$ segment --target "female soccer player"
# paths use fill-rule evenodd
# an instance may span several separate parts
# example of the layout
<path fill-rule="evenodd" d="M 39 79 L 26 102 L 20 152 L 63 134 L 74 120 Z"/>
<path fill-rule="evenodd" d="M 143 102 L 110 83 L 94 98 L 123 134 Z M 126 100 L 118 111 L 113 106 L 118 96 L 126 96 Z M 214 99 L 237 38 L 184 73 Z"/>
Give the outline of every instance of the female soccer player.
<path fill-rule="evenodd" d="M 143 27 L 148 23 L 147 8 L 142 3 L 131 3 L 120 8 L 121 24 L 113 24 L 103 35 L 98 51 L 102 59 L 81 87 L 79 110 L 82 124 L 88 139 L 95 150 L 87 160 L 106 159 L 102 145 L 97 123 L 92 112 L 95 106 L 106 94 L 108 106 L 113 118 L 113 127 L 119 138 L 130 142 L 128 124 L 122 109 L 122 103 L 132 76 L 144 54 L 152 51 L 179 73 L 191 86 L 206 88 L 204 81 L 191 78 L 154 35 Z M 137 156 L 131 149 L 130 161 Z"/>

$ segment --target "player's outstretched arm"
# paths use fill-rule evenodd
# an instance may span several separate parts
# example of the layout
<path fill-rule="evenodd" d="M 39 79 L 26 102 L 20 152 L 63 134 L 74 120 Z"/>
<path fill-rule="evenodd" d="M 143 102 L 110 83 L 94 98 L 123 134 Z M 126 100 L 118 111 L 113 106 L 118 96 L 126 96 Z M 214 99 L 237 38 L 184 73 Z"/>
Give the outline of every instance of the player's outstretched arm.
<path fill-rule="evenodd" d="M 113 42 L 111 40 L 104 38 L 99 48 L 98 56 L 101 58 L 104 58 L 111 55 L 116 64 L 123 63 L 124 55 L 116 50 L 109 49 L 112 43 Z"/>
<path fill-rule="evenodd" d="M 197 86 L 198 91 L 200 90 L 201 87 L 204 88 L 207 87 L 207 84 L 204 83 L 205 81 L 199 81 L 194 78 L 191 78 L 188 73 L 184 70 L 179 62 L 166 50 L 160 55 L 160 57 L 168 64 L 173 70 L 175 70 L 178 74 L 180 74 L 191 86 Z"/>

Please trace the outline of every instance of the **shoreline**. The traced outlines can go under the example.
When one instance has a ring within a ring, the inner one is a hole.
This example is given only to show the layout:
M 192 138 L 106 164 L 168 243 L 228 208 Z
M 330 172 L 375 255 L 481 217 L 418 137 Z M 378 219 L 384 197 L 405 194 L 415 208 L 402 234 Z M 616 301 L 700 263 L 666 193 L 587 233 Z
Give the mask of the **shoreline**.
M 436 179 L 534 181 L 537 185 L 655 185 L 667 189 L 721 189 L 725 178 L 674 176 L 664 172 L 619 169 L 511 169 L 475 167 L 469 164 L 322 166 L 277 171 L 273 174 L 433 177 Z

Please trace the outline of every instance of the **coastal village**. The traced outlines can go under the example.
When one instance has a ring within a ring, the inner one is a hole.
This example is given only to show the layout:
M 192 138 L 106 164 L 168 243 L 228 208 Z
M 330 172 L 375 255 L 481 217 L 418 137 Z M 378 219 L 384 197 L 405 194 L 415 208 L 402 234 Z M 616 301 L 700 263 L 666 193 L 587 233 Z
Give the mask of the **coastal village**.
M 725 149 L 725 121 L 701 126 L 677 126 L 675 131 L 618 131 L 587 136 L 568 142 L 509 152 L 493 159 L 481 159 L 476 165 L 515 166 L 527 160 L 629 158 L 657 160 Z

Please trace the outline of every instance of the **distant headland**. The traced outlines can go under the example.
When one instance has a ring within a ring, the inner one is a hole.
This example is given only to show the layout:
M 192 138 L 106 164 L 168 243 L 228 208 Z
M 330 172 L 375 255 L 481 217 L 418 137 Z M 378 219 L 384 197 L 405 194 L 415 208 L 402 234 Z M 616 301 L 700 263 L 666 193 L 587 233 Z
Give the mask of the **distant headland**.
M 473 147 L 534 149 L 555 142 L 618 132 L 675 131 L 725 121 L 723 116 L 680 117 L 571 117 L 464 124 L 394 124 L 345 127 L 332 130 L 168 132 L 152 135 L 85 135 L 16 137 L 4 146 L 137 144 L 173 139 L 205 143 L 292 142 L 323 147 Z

::::::::

# TASK INSTRUCTIONS
Can you rewrite the listing from its first line through the line containing "M 436 179 L", including that line, with "layout" replaced by "format" and nothing else changed?

# SOLUTION TO THIS EXERCISE
$ segment --target "female soccer player"
# paths use fill-rule evenodd
# an instance may span several separate parts
# example of the format
<path fill-rule="evenodd" d="M 39 79 L 26 102 L 20 152 L 63 134 L 74 120 Z"/>
<path fill-rule="evenodd" d="M 143 102 L 110 83 L 94 98 L 123 134 Z M 126 100 L 118 111 L 113 106 L 118 96 L 126 96 Z M 214 99 L 237 38 L 184 73 Z"/>
Give the outline of every instance of the female soccer player.
<path fill-rule="evenodd" d="M 143 27 L 148 23 L 147 8 L 142 3 L 131 3 L 120 8 L 121 24 L 113 24 L 103 35 L 98 51 L 102 59 L 81 87 L 79 110 L 82 124 L 88 139 L 95 150 L 87 160 L 106 159 L 102 145 L 97 123 L 92 112 L 95 106 L 106 94 L 108 106 L 113 118 L 113 127 L 119 138 L 130 142 L 128 124 L 122 109 L 122 103 L 132 76 L 144 54 L 152 51 L 179 73 L 191 86 L 206 88 L 204 81 L 191 78 L 154 35 Z M 137 156 L 131 149 L 130 161 Z"/>

$ segment --target "player's outstretched arm"
# paths use fill-rule evenodd
# an instance may span several separate parts
# example of the format
<path fill-rule="evenodd" d="M 39 79 L 26 102 L 20 152 L 63 134 L 74 120 Z"/>
<path fill-rule="evenodd" d="M 143 102 L 110 83 L 94 98 L 123 134 Z M 126 100 L 118 111 L 113 106 L 118 96 L 126 96 Z M 214 99 L 237 38 L 184 73 Z"/>
Give the outline of every instance of the player's outstretched arm.
<path fill-rule="evenodd" d="M 113 42 L 111 40 L 104 38 L 99 48 L 98 56 L 101 58 L 104 58 L 111 55 L 116 64 L 123 63 L 124 55 L 116 50 L 109 49 L 112 43 Z"/>
<path fill-rule="evenodd" d="M 197 86 L 198 91 L 200 90 L 201 87 L 204 88 L 207 87 L 207 84 L 204 83 L 205 81 L 199 81 L 194 78 L 191 78 L 188 73 L 184 70 L 179 62 L 166 50 L 160 55 L 160 57 L 168 64 L 173 70 L 175 70 L 178 74 L 180 74 L 191 86 Z"/>

Please trace the outline of every instance of the **shoreline**. The traced outlines can go under the example.
When one instance has a ring within a ring, the inner one is a hole.
This example is given only to show the format:
M 192 138 L 106 164 L 168 243 L 228 208 Z
M 330 172 L 375 255 L 481 217 L 418 137 Z M 378 219 L 384 197 L 405 194 L 415 208 L 402 234 Z M 616 301 L 700 263 L 666 193 L 587 233 Z
Give the mask of the **shoreline**.
M 436 179 L 534 181 L 537 185 L 655 185 L 667 189 L 721 189 L 725 178 L 674 176 L 664 172 L 619 169 L 511 169 L 475 167 L 469 164 L 322 166 L 277 171 L 273 174 L 433 177 Z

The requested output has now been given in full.